__Annotated photo localization data__
○ ○ ○ ○ ○ ○ ○
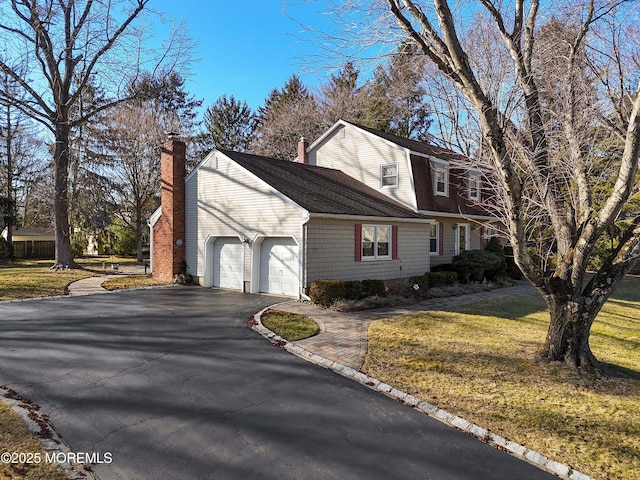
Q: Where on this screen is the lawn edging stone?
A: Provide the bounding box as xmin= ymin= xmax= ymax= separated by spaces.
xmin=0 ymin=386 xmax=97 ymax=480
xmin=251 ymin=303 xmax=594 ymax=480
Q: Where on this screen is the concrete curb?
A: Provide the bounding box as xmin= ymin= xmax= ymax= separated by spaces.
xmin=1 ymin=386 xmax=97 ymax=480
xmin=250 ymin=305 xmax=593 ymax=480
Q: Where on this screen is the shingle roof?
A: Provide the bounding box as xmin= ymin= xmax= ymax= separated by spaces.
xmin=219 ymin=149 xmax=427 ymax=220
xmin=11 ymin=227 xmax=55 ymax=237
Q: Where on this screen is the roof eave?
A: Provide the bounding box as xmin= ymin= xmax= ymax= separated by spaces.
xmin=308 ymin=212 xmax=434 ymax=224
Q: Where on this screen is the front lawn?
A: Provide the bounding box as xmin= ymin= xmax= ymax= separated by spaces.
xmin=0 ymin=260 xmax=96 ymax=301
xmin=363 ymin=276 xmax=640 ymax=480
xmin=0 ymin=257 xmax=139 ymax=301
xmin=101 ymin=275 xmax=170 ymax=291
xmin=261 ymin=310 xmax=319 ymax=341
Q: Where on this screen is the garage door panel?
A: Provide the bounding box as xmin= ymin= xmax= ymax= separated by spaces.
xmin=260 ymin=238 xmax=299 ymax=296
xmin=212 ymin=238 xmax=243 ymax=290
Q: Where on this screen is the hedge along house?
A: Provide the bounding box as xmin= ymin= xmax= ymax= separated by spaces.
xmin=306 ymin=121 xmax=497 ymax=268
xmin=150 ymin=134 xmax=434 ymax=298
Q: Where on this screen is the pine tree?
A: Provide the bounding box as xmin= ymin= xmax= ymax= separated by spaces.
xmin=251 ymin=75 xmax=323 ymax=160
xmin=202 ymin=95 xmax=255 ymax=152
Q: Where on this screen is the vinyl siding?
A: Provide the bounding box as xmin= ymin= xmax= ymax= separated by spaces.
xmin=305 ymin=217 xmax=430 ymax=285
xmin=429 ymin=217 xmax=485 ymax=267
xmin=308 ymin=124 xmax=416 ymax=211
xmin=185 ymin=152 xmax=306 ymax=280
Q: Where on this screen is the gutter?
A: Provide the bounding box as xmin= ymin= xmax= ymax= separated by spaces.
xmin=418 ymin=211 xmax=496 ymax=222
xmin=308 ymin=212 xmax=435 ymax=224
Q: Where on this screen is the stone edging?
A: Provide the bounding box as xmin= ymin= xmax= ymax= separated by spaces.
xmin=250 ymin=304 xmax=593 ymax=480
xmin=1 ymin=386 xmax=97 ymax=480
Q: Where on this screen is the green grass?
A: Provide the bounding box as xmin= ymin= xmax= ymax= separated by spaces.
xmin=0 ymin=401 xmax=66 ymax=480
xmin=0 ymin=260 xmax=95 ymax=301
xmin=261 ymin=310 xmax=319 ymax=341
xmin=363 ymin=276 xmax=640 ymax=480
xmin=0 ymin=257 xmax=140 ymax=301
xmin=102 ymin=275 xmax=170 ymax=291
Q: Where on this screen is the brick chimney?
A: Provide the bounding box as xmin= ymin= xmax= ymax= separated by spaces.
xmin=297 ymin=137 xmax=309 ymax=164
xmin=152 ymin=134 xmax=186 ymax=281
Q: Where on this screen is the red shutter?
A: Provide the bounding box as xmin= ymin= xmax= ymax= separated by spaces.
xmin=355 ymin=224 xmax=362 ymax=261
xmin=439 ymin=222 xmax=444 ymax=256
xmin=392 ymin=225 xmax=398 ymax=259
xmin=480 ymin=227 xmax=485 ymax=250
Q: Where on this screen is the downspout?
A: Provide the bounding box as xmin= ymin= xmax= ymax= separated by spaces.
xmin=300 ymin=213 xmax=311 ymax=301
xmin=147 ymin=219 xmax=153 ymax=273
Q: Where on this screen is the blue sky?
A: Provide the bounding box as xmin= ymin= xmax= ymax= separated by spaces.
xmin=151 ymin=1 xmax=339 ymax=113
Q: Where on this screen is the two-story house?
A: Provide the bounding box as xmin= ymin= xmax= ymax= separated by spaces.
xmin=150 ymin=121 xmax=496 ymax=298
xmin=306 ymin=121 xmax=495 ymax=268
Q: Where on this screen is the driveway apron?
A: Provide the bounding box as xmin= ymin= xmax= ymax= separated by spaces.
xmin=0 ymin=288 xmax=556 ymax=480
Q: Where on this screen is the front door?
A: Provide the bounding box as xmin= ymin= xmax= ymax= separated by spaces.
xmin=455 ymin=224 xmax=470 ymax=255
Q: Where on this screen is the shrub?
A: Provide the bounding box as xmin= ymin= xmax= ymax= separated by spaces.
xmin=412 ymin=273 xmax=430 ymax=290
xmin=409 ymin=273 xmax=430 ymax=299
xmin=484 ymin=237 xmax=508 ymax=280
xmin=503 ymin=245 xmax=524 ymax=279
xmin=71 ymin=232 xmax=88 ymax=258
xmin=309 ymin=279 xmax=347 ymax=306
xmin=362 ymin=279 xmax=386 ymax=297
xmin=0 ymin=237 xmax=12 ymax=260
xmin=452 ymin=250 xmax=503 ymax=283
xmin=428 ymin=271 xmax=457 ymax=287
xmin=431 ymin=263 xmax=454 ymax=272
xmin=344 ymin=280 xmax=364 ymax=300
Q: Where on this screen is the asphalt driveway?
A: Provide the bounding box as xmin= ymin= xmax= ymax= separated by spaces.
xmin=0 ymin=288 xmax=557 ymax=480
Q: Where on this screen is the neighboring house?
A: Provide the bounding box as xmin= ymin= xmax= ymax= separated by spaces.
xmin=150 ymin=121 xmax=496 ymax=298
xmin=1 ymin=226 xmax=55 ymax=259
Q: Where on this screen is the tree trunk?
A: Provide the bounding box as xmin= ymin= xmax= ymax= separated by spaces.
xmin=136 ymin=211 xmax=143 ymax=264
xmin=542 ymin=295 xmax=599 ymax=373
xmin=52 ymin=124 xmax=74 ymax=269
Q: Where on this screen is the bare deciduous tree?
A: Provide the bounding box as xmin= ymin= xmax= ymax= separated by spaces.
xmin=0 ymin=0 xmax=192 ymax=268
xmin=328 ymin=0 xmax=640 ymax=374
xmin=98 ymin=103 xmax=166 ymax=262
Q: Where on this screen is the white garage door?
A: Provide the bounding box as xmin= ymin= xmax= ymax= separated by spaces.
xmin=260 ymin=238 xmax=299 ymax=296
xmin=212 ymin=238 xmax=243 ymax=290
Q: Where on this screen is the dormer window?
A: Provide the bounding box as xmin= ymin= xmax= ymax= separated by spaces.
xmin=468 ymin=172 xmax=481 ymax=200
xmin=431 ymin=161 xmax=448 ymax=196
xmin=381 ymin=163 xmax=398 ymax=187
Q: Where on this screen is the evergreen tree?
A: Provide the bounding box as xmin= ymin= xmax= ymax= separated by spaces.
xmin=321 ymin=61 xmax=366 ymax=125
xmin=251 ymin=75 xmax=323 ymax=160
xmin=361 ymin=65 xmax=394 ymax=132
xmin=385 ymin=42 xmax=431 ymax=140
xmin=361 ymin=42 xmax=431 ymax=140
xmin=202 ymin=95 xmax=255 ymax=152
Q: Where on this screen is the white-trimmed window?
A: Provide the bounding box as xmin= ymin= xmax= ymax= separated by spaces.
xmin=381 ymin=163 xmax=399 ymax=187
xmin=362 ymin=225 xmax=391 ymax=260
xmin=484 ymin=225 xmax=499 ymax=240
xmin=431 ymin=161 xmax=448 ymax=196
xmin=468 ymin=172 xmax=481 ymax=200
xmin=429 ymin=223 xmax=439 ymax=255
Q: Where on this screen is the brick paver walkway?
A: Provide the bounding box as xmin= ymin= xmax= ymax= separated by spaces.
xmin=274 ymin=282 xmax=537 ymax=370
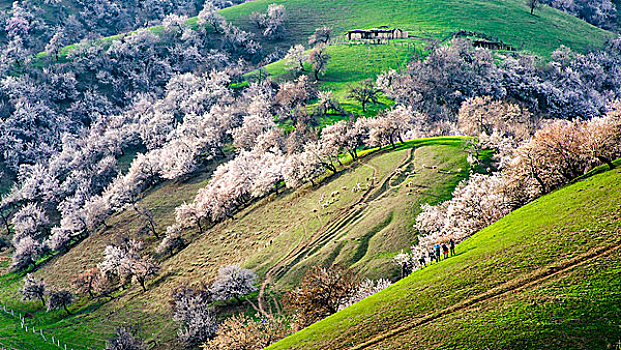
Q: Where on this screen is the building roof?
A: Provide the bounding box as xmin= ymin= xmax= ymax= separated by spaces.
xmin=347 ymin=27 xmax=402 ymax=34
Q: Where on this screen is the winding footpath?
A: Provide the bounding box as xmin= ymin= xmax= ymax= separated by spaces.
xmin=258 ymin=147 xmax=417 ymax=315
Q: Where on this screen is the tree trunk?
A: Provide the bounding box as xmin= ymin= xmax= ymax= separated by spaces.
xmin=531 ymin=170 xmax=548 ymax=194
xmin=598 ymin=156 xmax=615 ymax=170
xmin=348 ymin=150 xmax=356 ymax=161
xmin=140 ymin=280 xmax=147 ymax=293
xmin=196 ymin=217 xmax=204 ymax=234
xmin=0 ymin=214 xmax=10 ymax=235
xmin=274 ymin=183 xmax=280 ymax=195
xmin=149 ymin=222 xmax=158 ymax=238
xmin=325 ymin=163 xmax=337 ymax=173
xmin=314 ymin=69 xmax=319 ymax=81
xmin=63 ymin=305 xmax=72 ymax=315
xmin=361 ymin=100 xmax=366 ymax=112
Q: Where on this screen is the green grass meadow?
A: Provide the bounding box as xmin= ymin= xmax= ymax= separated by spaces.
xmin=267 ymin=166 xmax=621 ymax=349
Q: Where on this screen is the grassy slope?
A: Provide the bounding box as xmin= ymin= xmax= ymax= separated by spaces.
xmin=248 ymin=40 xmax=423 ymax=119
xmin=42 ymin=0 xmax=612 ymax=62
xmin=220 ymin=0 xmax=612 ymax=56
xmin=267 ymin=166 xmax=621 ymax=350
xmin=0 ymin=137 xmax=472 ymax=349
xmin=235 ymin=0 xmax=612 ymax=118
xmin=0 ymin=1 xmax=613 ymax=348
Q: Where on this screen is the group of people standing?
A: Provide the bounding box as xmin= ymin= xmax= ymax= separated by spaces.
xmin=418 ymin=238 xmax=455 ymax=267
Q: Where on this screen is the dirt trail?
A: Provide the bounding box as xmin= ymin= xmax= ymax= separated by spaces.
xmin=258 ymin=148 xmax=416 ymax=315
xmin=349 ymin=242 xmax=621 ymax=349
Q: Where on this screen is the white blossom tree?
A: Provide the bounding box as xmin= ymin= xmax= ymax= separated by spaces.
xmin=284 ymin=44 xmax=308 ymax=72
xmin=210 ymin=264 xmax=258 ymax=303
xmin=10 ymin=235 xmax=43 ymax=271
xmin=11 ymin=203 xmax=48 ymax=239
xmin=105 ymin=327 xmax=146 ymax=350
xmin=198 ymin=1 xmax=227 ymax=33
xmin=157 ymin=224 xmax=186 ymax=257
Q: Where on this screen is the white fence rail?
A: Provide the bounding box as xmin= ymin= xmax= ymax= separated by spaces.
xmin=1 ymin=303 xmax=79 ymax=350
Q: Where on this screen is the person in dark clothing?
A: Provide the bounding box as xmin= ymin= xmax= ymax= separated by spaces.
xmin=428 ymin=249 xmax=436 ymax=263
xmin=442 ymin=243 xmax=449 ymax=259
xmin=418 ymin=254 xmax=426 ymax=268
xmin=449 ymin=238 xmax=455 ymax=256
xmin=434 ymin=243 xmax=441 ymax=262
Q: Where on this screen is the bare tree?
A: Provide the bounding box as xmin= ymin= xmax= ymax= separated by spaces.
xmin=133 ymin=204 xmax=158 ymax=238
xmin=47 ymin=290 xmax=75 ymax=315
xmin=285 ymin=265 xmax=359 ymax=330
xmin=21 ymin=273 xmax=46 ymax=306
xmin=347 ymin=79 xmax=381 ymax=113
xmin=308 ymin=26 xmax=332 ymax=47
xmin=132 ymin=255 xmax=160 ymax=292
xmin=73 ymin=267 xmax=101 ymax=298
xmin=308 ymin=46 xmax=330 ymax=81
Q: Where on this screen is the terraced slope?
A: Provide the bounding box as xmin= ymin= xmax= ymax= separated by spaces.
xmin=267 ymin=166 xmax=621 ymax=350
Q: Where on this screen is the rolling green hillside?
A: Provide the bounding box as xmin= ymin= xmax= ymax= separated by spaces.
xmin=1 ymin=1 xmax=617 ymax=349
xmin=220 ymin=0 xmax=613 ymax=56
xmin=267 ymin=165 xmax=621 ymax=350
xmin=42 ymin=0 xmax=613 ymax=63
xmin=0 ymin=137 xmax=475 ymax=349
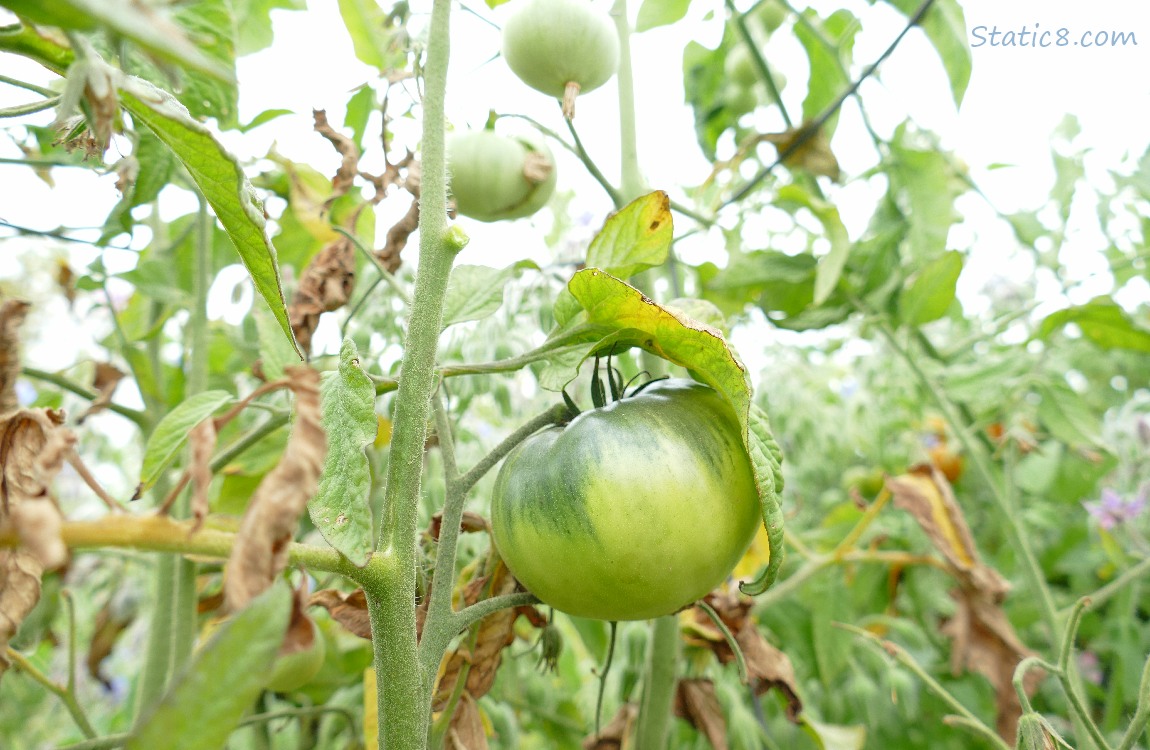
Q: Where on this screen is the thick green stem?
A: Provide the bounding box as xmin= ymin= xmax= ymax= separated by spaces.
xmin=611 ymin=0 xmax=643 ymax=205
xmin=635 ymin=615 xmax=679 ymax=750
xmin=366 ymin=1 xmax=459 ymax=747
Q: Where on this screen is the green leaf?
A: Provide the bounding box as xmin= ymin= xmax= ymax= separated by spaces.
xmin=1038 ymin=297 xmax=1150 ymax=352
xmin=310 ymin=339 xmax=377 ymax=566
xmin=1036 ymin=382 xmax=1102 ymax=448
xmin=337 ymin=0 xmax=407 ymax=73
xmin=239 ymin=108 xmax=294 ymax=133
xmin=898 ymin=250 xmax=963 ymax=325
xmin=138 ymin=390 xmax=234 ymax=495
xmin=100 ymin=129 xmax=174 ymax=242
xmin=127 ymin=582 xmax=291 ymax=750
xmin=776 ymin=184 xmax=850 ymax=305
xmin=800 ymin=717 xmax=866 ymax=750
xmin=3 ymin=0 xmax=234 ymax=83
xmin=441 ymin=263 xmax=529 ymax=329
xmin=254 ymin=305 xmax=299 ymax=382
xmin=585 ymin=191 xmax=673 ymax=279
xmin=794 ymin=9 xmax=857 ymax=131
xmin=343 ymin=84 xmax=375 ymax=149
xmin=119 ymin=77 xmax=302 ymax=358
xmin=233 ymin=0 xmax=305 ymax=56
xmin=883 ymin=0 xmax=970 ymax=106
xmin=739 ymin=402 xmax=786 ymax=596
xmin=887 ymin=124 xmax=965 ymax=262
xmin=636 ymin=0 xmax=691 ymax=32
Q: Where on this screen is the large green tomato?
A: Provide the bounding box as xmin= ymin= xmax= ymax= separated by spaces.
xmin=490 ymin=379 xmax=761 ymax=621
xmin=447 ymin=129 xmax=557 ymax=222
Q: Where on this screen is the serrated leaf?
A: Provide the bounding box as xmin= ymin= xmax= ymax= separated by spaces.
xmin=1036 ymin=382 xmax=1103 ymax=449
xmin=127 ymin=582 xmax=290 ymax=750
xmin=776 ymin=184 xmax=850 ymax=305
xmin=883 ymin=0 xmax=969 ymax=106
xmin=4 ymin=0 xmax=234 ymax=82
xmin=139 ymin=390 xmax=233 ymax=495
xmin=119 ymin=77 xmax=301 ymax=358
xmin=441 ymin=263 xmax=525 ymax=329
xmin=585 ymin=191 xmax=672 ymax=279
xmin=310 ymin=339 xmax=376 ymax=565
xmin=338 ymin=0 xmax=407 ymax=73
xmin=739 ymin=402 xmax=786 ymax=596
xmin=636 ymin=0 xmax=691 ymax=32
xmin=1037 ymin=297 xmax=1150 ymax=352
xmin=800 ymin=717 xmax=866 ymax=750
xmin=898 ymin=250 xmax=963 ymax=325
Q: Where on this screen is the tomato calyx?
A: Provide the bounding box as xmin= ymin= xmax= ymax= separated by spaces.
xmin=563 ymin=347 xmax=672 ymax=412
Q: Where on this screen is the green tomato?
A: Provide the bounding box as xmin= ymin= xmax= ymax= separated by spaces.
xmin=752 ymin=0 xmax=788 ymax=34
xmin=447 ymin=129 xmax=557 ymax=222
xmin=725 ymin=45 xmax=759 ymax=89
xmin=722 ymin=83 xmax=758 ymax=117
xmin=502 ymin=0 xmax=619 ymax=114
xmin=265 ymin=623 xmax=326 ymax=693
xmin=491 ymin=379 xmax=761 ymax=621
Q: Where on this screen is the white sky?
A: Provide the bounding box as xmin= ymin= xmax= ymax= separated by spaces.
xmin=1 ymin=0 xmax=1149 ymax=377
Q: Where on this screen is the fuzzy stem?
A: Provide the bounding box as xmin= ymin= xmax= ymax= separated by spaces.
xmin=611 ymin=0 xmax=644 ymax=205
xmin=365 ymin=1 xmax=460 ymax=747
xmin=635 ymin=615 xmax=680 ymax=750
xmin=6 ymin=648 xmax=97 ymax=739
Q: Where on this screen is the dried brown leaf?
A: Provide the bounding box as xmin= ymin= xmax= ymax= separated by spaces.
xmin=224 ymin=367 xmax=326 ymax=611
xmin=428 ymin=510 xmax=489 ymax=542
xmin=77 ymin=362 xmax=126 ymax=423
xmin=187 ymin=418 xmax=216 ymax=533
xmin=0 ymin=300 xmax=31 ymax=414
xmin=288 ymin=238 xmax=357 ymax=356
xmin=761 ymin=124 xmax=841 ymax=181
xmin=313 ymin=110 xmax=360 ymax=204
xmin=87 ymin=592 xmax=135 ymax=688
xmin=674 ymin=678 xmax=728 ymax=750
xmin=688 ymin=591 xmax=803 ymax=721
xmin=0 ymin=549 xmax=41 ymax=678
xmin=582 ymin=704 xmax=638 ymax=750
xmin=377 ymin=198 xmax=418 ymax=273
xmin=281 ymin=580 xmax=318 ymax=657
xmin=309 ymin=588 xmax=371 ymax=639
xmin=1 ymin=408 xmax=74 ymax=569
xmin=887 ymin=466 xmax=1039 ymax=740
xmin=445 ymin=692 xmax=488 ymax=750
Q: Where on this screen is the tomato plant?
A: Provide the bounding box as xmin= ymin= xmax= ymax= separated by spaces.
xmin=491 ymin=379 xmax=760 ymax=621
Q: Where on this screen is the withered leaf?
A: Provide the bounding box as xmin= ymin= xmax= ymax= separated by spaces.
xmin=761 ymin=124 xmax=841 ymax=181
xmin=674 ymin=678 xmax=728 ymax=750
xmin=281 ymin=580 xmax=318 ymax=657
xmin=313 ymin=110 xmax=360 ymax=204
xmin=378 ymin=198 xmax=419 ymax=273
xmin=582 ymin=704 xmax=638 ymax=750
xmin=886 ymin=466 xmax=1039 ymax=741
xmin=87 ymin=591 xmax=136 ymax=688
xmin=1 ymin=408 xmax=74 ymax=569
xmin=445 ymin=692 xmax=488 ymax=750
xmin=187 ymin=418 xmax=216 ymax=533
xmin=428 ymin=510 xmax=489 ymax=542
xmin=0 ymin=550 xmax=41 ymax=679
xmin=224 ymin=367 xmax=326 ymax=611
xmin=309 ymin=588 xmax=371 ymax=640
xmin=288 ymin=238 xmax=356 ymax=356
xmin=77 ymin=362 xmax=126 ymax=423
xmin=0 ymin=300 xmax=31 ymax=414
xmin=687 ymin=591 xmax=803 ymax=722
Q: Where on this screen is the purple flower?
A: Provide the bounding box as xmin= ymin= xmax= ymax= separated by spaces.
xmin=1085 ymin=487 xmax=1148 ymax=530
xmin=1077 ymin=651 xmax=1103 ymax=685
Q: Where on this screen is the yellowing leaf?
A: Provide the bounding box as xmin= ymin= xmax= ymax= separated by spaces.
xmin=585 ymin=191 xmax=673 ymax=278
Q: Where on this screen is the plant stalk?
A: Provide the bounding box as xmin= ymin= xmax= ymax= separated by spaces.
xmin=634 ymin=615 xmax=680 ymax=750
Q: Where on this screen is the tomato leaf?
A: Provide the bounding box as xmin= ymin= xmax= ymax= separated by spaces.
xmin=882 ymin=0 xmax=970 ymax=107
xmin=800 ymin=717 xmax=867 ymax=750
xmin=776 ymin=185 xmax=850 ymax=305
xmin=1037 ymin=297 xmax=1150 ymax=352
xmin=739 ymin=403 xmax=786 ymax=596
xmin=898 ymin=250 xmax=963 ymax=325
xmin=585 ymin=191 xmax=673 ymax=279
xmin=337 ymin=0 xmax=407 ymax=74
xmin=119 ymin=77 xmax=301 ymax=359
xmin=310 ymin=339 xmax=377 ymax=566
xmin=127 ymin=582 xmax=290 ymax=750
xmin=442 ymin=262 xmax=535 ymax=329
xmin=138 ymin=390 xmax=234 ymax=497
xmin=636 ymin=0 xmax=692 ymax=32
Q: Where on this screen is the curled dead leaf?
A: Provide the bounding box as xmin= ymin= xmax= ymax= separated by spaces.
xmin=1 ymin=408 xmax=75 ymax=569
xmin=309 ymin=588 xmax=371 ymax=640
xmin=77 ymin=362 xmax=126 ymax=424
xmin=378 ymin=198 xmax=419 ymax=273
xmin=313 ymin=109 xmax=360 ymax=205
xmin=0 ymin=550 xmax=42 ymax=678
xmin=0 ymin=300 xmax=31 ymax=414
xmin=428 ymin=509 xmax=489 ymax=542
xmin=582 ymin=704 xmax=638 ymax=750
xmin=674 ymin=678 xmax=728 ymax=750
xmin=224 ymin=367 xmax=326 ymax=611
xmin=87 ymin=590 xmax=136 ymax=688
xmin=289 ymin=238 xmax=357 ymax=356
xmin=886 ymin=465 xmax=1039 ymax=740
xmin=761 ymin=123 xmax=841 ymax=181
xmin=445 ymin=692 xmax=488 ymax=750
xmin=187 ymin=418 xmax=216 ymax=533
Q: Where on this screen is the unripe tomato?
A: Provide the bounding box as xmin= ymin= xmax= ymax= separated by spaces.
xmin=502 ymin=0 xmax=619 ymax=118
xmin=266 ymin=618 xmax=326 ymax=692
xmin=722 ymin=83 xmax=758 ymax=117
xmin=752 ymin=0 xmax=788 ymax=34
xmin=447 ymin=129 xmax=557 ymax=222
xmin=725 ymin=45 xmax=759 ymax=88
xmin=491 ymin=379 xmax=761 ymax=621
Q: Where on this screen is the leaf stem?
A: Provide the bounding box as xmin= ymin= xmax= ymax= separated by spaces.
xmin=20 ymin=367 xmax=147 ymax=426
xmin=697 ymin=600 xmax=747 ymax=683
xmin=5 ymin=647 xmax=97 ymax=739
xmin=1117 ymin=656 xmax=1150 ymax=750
○ ○ ○ ○ ○ ○ ○
__Problem description__
Once the line containing "Q: Where on this screen is the garage" has been located, transcribe exactly and only every line from the first line of the entries through it, excluding pictures.

__Answer section__
Q: Where on this screen is the lawn edging stone?
A: Provide the bounding box as xmin= ymin= xmax= ymax= separated by spaces.
xmin=0 ymin=386 xmax=97 ymax=480
xmin=251 ymin=303 xmax=594 ymax=480
Q: Where on this screen is the concrete curb?
A: Provide the bounding box as xmin= ymin= xmax= ymax= separated by spaces.
xmin=1 ymin=386 xmax=97 ymax=480
xmin=250 ymin=305 xmax=593 ymax=480
Q: Where on this screen is the shingle roof?
A: Provide the bounding box as xmin= ymin= xmax= ymax= separated by spaces.
xmin=219 ymin=149 xmax=427 ymax=220
xmin=11 ymin=227 xmax=55 ymax=237
Q: Where on this screen is the roof eave?
A: Provide the bounding box as xmin= ymin= xmax= ymax= separated by spaces.
xmin=308 ymin=212 xmax=434 ymax=224
Q: Where on this screen is the front lawn?
A: Provide the bounding box as xmin= ymin= xmax= ymax= separated by spaces.
xmin=0 ymin=260 xmax=96 ymax=301
xmin=363 ymin=276 xmax=640 ymax=480
xmin=0 ymin=257 xmax=139 ymax=301
xmin=101 ymin=275 xmax=170 ymax=291
xmin=261 ymin=310 xmax=319 ymax=341
Q: Where on this screen is the garage door panel?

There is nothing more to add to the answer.